> **RECORDED DATA**
________________________

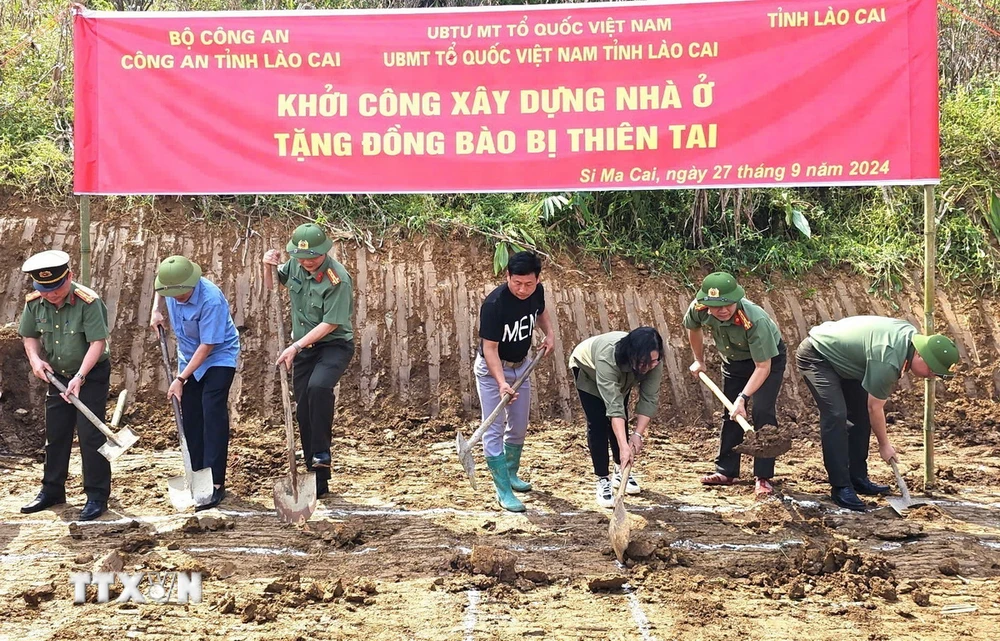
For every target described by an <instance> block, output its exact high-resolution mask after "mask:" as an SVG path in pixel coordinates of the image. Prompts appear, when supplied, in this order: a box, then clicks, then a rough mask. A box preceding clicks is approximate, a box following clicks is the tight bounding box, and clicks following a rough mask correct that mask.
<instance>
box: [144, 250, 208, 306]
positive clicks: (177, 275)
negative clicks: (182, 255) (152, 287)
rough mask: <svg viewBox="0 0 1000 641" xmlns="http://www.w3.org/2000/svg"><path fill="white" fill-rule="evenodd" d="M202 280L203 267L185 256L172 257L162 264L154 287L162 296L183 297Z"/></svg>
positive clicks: (164, 260) (173, 297) (156, 276)
mask: <svg viewBox="0 0 1000 641" xmlns="http://www.w3.org/2000/svg"><path fill="white" fill-rule="evenodd" d="M199 278H201V267H199V266H198V265H197V264H196V263H192V262H191V261H190V260H188V259H187V258H184V257H183V256H171V257H170V258H167V259H166V260H164V261H163V262H162V263H160V268H159V269H158V270H157V271H156V281H155V282H154V283H153V287H154V288H155V289H156V293H157V294H159V295H160V296H169V297H171V298H174V297H176V296H183V295H184V294H187V293H188V292H190V291H191V290H192V289H194V286H195V285H197V284H198V279H199Z"/></svg>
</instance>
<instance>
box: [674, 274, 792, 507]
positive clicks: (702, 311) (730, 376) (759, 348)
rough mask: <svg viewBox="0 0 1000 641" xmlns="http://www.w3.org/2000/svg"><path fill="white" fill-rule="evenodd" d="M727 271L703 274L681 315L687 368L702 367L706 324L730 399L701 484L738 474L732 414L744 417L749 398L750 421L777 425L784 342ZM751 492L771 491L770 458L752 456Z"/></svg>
mask: <svg viewBox="0 0 1000 641" xmlns="http://www.w3.org/2000/svg"><path fill="white" fill-rule="evenodd" d="M745 295H746V292H745V291H744V289H743V288H742V287H741V286H740V284H739V283H738V282H736V279H735V278H733V276H732V275H730V274H727V273H725V272H715V273H714V274H709V275H708V276H706V277H705V281H704V282H703V283H702V285H701V290H700V291H699V292H698V295H697V297H696V298H695V300H693V301H691V305H690V307H688V311H687V314H685V315H684V327H686V328H687V330H688V340H689V341H690V343H691V351H692V352H693V354H694V362H693V363H692V364H691V367H690V371H691V374H692V375H693V376H694V377H695V378H697V377H698V373H699V372H704V371H705V350H704V336H703V335H702V328H704V327H707V328H708V329H709V331H711V333H712V338H713V339H714V340H715V347H716V348H717V349H718V350H719V354H720V355H721V356H722V382H723V386H722V388H723V393H724V394H725V395H726V397H727V398H728V399H729V400H730V401H732V402H733V406H734V409H733V412H732V413H731V414H729V415H728V416H725V415H724V417H723V419H722V433H721V436H720V438H719V455H718V456H717V457H716V458H715V473H714V474H709V475H707V476H704V477H702V479H701V482H702V483H704V484H705V485H732V484H733V483H734V482H735V481H736V478H737V477H738V476H739V474H740V455H739V453H738V452H734V451H733V448H734V447H736V446H737V445H739V444H740V443H742V442H743V428H741V427H740V425H739V423H737V422H736V421H735V420H734V419H735V418H736V416H737V415H740V416H742V417H743V418H746V417H747V409H746V403H747V401H749V400H750V399H751V398H753V407H752V410H751V411H752V413H753V423H754V425H756V426H758V427H760V426H763V425H777V422H778V416H777V412H776V411H775V403H776V401H777V399H778V392H780V391H781V380H782V376H783V375H784V373H785V361H786V357H785V343H784V341H782V340H781V333H780V332H779V331H778V325H777V323H775V322H774V321H773V320H772V319H771V317H770V316H768V315H767V312H765V311H764V310H763V309H761V308H760V307H758V306H757V305H755V304H753V303H751V302H750V301H748V300H747V299H746V298H744V296H745ZM753 473H754V476H755V477H756V482H755V486H754V493H755V494H756V495H757V496H758V497H765V496H769V495H771V494H773V492H774V489H773V487H772V486H771V479H772V477H773V476H774V458H760V457H757V458H754V462H753Z"/></svg>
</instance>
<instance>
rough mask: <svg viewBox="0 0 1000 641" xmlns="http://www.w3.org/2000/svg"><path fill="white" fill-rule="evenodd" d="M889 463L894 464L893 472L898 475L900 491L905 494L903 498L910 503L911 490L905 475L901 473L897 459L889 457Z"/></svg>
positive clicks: (908, 504) (896, 475) (903, 495)
mask: <svg viewBox="0 0 1000 641" xmlns="http://www.w3.org/2000/svg"><path fill="white" fill-rule="evenodd" d="M889 465H891V466H892V473H893V474H895V475H896V485H897V486H898V487H899V493H900V494H902V495H903V500H904V501H905V502H906V504H907V505H909V504H910V490H909V488H907V487H906V481H904V480H903V475H902V474H900V473H899V466H897V465H896V459H895V458H891V459H889Z"/></svg>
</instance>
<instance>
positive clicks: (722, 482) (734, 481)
mask: <svg viewBox="0 0 1000 641" xmlns="http://www.w3.org/2000/svg"><path fill="white" fill-rule="evenodd" d="M735 482H736V477H734V476H726V475H725V474H720V473H718V472H716V473H715V474H708V475H706V476H703V477H701V484H702V485H732V484H733V483H735Z"/></svg>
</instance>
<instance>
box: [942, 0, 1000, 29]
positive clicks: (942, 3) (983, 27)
mask: <svg viewBox="0 0 1000 641" xmlns="http://www.w3.org/2000/svg"><path fill="white" fill-rule="evenodd" d="M938 4H939V5H941V6H942V7H944V8H945V9H948V10H949V11H951V12H953V13H956V14H958V15H959V16H961V17H963V18H965V19H966V20H968V21H969V22H972V23H974V24H977V25H979V26H980V27H982V28H983V29H986V30H987V31H989V32H990V33H992V34H993V35H994V36H996V37H998V38H1000V31H997V30H996V29H994V28H993V27H991V26H990V25H988V24H986V23H985V22H983V21H982V20H978V19H976V18H973V17H972V16H970V15H969V14H967V13H965V12H964V11H962V10H961V9H959V8H958V7H956V6H954V5H950V4H948V3H947V2H945V1H944V0H938ZM983 6H984V7H985V6H986V5H985V4H984V5H983ZM990 10H991V11H994V12H996V13H1000V12H997V11H996V9H990Z"/></svg>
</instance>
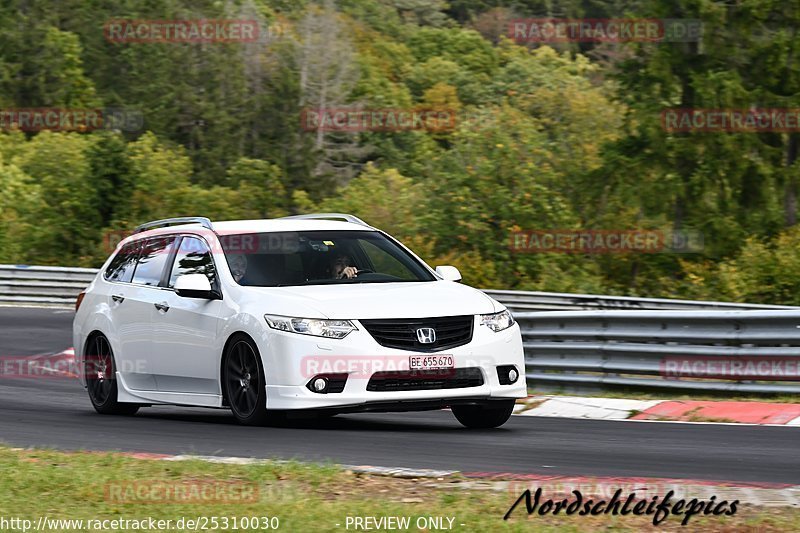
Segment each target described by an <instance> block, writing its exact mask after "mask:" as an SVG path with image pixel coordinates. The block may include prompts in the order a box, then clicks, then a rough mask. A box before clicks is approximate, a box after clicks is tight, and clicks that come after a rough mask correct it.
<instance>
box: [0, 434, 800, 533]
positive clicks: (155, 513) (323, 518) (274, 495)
mask: <svg viewBox="0 0 800 533" xmlns="http://www.w3.org/2000/svg"><path fill="white" fill-rule="evenodd" d="M598 460H601V458H598ZM0 471H2V473H3V475H2V477H1V478H0V517H5V518H9V517H21V518H28V519H31V520H33V521H34V523H35V521H36V520H37V519H38V517H39V516H42V515H44V516H48V517H50V518H64V519H116V518H123V519H142V518H146V517H153V518H156V519H171V520H177V519H178V518H180V517H189V518H197V517H206V518H211V517H215V516H216V517H249V516H276V517H278V518H279V519H280V529H279V530H280V531H347V530H348V529H346V527H345V525H346V518H347V517H348V516H351V517H352V516H359V517H365V516H374V517H382V516H383V517H386V516H409V517H411V520H412V522H411V523H412V527H411V528H410V529H409V530H410V531H419V529H417V528H416V526H414V525H413V524H414V520H415V519H416V517H419V516H434V517H438V516H445V517H453V518H454V519H455V521H454V527H453V530H454V531H465V532H472V531H532V530H536V531H597V530H600V529H605V530H614V531H639V530H641V529H650V528H652V526H651V525H650V524H651V522H650V520H649V519H648V518H647V517H634V516H625V517H621V516H617V517H613V516H600V517H581V516H570V517H564V516H552V515H548V516H545V517H541V516H538V515H534V516H531V517H526V516H525V511H524V505H523V506H522V508H518V509H517V510H516V511H515V513H514V515H513V516H512V519H511V520H509V521H503V519H502V517H503V515H504V514H505V512H506V511H507V510H508V508H509V507H510V505H511V504H512V503H513V501H514V500H515V499H516V496H517V495H518V494H512V493H511V492H508V491H505V490H476V489H475V484H474V483H470V484H469V485H468V484H467V483H465V482H464V480H463V479H459V478H458V477H454V478H446V479H439V480H436V479H424V480H422V479H397V478H388V477H383V476H373V475H362V474H357V473H353V472H348V471H345V470H342V469H341V468H339V467H336V466H332V465H308V464H302V463H292V462H289V463H285V462H271V463H267V464H259V465H242V466H240V465H225V464H215V463H208V462H203V461H199V460H198V461H186V462H169V461H157V460H142V459H133V458H129V457H126V456H123V455H120V454H113V453H89V452H75V453H64V452H56V451H50V450H20V449H12V448H2V447H0ZM129 481H138V482H139V483H149V482H159V483H171V484H175V483H195V484H198V483H214V482H229V483H230V482H234V483H247V484H253V485H249V486H255V487H257V490H256V492H255V494H256V498H255V499H254V501H249V502H244V503H230V502H229V503H224V502H216V503H215V502H214V501H206V502H204V503H199V504H198V503H181V504H176V503H170V504H166V503H150V504H145V503H119V502H114V501H107V499H106V489H105V487H106V486H107V484H109V483H124V482H129ZM798 523H800V510H797V509H788V508H786V509H783V508H781V509H774V508H773V509H763V510H759V509H755V508H748V507H743V508H741V509H740V512H739V513H737V515H735V516H733V517H693V518H692V520H691V522H690V526H693V527H690V528H681V526H680V521H679V520H678V519H676V518H675V517H671V518H668V519H667V520H666V522H664V523H663V524H662V525H661V526H659V528H658V529H659V530H667V531H687V530H695V529H696V528H701V529H703V530H707V531H723V530H725V531H732V530H739V528H741V527H747V528H755V529H758V530H761V531H792V530H795V529H796V524H798ZM337 524H339V525H338V526H337ZM461 524H464V525H463V526H462V525H461ZM65 530H66V529H62V531H65ZM171 530H172V531H177V530H178V529H174V528H173V529H171ZM222 530H223V529H222V528H220V529H217V530H215V531H222ZM227 530H228V531H234V529H233V528H232V527H229V528H228V529H227ZM349 530H350V531H354V529H353V528H352V527H351V528H350V529H349ZM70 531H71V530H70ZM107 531H114V529H110V530H107ZM239 531H247V530H246V529H244V530H243V529H239ZM251 531H252V530H251ZM262 531H263V529H262Z"/></svg>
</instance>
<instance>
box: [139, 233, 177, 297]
mask: <svg viewBox="0 0 800 533" xmlns="http://www.w3.org/2000/svg"><path fill="white" fill-rule="evenodd" d="M174 243H175V237H156V238H154V239H148V240H146V241H145V242H144V244H143V245H142V251H141V253H140V254H139V261H138V262H137V263H136V271H135V272H134V274H133V282H134V283H138V284H141V285H153V286H157V285H158V283H159V281H161V274H163V273H164V267H165V266H166V264H167V260H168V259H169V255H170V252H172V245H173V244H174Z"/></svg>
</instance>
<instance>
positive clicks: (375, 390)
mask: <svg viewBox="0 0 800 533" xmlns="http://www.w3.org/2000/svg"><path fill="white" fill-rule="evenodd" d="M481 385H483V374H481V370H480V369H479V368H448V369H445V370H426V371H424V372H423V371H417V372H409V371H408V370H400V371H393V372H376V373H374V374H372V377H371V378H370V380H369V383H367V390H368V391H369V392H400V391H415V390H440V389H463V388H467V387H480V386H481Z"/></svg>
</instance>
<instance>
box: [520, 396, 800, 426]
mask: <svg viewBox="0 0 800 533" xmlns="http://www.w3.org/2000/svg"><path fill="white" fill-rule="evenodd" d="M514 413H515V414H518V415H522V416H546V417H559V418H588V419H598V420H637V421H669V422H699V423H719V424H726V423H727V424H754V425H771V426H795V427H800V404H796V403H770V402H735V401H690V400H629V399H624V398H591V397H584V396H531V397H529V398H526V399H525V400H523V401H520V402H518V404H517V406H516V407H515V409H514Z"/></svg>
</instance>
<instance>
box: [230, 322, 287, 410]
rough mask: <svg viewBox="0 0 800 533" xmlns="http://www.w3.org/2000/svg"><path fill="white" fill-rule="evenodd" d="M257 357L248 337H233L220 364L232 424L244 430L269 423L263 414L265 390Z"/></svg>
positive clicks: (260, 368)
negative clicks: (236, 420) (232, 421)
mask: <svg viewBox="0 0 800 533" xmlns="http://www.w3.org/2000/svg"><path fill="white" fill-rule="evenodd" d="M265 384H266V382H265V380H264V369H263V365H262V363H261V355H259V353H258V348H257V347H256V345H255V343H254V342H253V341H252V339H250V337H248V336H246V335H243V334H237V335H235V336H234V337H233V338H231V341H230V342H229V343H228V347H227V349H226V351H225V356H224V359H223V363H222V386H223V391H224V394H225V398H226V399H227V401H228V405H230V408H231V412H232V413H233V416H234V417H235V418H236V420H237V421H238V422H239V423H240V424H243V425H246V426H261V425H265V424H266V423H268V422H273V421H274V419H275V418H276V416H273V415H272V414H271V413H268V412H267V390H266V387H265Z"/></svg>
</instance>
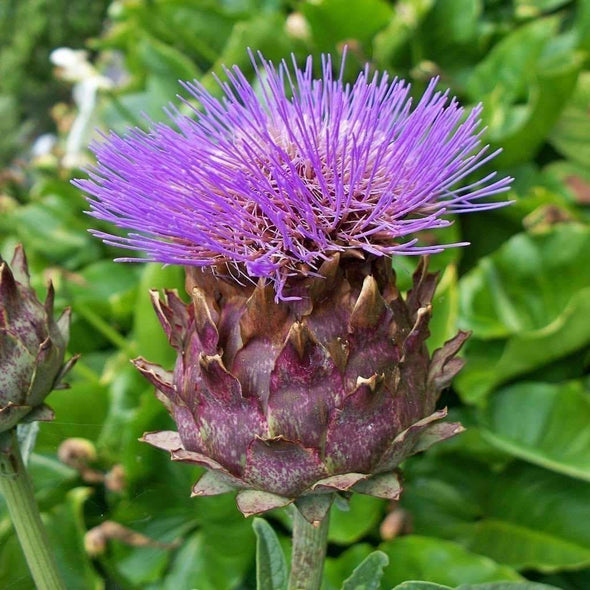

________________________

> **EXERCISE AIM**
Rewrite the listing from its start through the line containing "positive clicks: (164, 260)", replacing "negative clicks" with "excluded points" and changing nothing else. Leave the pictures out of your answer.

> **TASK SOLUTION**
For every target described by an <instance> block, output its exact high-resolution mask after "mask:" as an SVG path in pixel coordinates of the image. Prompts appear, when supplied, in this order: a box, then clicks, then a rough mask. A box preceding clicks is approximate, a box following clicks is the tight bounding box, and clicks following a rough mask correct that mask.
<instance>
box: [144, 250, 208, 306]
positive clicks: (177, 275)
excluded points: (182, 255) (152, 287)
rough mask: <svg viewBox="0 0 1000 641" xmlns="http://www.w3.org/2000/svg"><path fill="white" fill-rule="evenodd" d="M202 280L203 267L185 256L172 257L162 264L154 287L162 296L183 297Z"/></svg>
positive clicks: (164, 260) (173, 297) (156, 276)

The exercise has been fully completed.